Going from the line that contains "Labeling batch C. For the image above, tag the rocky" down to the last line in the listing below, reproduce every line exactly and include no others.

DATA SHOWN Block Start

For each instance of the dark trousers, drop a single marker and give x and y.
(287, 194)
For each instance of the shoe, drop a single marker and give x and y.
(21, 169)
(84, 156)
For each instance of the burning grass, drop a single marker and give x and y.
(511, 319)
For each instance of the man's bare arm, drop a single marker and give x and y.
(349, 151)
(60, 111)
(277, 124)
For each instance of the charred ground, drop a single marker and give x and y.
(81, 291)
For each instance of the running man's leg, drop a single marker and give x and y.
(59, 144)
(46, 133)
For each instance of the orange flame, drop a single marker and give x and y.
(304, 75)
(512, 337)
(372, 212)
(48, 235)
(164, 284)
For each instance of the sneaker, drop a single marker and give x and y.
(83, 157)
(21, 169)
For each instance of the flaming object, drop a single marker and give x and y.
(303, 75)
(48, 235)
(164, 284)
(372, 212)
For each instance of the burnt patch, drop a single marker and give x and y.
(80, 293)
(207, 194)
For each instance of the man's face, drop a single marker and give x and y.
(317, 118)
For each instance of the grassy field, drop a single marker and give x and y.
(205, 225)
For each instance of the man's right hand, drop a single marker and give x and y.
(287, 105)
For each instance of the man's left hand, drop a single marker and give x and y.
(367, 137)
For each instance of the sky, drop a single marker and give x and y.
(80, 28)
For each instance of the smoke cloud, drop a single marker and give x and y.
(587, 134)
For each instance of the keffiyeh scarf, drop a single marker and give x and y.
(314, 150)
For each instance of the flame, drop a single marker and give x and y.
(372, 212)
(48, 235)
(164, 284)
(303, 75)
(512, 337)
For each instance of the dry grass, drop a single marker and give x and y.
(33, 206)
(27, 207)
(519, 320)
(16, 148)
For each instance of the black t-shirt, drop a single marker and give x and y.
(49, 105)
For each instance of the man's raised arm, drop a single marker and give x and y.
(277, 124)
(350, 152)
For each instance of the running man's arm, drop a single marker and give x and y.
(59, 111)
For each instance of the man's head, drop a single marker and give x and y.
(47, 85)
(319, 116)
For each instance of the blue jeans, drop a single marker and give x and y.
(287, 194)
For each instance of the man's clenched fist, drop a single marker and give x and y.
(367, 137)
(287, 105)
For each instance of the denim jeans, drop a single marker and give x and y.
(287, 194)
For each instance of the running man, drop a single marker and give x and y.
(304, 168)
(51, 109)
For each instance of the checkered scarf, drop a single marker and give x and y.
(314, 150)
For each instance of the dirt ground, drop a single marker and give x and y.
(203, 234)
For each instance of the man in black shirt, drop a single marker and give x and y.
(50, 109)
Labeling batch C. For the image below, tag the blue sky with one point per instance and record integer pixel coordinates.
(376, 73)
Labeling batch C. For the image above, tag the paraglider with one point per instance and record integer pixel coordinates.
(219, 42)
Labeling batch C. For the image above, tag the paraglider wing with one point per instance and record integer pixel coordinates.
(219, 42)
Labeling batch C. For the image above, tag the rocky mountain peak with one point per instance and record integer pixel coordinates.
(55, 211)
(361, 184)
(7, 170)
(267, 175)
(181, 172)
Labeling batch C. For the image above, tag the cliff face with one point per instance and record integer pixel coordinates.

DATA SHOWN Block End

### SOLUTION FOR THIS TASK
Labeling batch C. For the image above, tag the rocky mountain peak with one point per instance and record integer pixel coordinates.
(55, 211)
(361, 184)
(7, 170)
(267, 175)
(181, 172)
Labeling batch C. For the image above, tag the cliff face with one point per instance and record integer pixel coordinates.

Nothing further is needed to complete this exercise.